Task brief >>
Return the run of lines below that opens with the line containing "Target: shredded coconut topping" and closes with the line containing "Find the mint", keeping each one exact.

■ ■ ■ ■ ■ ■ ■

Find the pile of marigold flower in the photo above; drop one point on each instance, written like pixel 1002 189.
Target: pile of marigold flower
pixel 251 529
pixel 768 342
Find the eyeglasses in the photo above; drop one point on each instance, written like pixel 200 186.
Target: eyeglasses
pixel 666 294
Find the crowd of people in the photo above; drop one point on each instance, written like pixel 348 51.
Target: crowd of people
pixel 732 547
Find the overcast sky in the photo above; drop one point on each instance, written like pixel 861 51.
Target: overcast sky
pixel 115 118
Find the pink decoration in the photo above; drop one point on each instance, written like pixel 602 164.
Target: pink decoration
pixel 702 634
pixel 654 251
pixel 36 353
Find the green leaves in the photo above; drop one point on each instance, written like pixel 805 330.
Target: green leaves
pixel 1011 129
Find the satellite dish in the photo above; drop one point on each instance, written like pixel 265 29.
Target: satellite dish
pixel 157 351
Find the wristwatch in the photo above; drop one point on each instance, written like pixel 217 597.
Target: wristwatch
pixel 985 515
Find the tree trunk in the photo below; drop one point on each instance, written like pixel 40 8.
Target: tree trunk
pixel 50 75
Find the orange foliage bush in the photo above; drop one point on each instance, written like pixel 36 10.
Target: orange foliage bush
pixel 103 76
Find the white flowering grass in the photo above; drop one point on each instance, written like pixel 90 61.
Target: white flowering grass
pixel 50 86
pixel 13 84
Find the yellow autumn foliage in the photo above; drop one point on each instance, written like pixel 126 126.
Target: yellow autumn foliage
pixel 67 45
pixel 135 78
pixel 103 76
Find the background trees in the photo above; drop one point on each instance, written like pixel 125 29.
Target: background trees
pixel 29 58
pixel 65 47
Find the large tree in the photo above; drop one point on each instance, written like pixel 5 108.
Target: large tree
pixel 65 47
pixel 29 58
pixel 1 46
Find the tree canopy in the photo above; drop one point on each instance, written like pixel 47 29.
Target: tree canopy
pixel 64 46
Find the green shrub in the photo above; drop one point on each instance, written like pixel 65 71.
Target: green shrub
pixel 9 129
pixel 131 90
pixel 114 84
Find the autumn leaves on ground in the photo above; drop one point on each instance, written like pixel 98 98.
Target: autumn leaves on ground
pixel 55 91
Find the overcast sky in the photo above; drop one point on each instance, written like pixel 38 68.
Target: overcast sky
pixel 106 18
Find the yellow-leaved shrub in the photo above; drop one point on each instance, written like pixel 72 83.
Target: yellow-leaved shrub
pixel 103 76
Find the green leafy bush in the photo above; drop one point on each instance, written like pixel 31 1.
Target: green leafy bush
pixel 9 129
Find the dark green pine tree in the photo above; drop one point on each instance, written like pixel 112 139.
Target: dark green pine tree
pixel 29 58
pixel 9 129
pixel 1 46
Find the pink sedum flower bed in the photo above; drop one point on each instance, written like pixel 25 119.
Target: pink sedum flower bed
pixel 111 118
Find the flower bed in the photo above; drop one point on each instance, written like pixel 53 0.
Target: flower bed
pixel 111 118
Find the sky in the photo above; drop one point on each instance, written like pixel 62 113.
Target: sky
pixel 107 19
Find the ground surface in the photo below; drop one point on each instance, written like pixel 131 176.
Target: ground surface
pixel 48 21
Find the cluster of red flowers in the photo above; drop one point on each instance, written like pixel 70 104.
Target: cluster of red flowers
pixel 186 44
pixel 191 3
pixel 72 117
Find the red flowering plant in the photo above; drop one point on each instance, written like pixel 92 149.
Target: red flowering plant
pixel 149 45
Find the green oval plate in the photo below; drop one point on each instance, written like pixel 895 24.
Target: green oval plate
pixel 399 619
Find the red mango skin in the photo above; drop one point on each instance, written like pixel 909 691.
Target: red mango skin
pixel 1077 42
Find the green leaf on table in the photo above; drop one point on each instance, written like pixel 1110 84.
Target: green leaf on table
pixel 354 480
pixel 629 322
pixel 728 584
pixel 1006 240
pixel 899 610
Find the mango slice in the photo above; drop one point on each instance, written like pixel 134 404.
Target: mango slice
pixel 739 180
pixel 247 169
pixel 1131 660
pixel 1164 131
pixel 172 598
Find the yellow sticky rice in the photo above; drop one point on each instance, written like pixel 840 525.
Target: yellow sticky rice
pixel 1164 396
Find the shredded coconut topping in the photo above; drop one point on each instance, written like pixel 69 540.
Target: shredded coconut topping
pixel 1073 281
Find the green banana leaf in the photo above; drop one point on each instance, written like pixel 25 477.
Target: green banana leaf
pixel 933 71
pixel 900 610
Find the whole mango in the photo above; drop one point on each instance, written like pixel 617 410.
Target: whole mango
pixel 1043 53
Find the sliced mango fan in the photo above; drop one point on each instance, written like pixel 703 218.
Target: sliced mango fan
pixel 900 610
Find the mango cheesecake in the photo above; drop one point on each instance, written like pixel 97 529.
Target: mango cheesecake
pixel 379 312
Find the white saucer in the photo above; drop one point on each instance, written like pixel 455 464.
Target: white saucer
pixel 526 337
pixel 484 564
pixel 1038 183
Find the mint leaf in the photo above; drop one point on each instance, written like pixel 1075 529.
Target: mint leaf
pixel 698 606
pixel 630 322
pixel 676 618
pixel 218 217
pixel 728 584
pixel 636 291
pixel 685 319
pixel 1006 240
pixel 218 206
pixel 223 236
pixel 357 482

■ ■ ■ ■ ■ ■ ■

Your response >>
Target: shredded coconut topping
pixel 1073 281
Find the green banana leaf in the photo above; drop one point on each instance, written like pixel 25 477.
Target: green banana leaf
pixel 933 71
pixel 900 610
Find the whole mango in the photo above; drop one point on each instance, written like pixel 617 410.
Target: whole mango
pixel 1043 53
Find the sliced mango fan in the photo above; drop one point on each instance, written like pixel 703 218.
Target: sliced mango fan
pixel 900 610
Find the mango cheesecake in the photo above; drop one point on each instance, written like pixel 97 529.
Target: mango cheesecake
pixel 379 312
Find the white saucer in the photo above; drop one point on each instance, written like pixel 455 464.
Target: white saucer
pixel 526 337
pixel 484 564
pixel 1038 183
Find the mint leaf in the photo above; drop one point on each instance, written like pixel 1075 529.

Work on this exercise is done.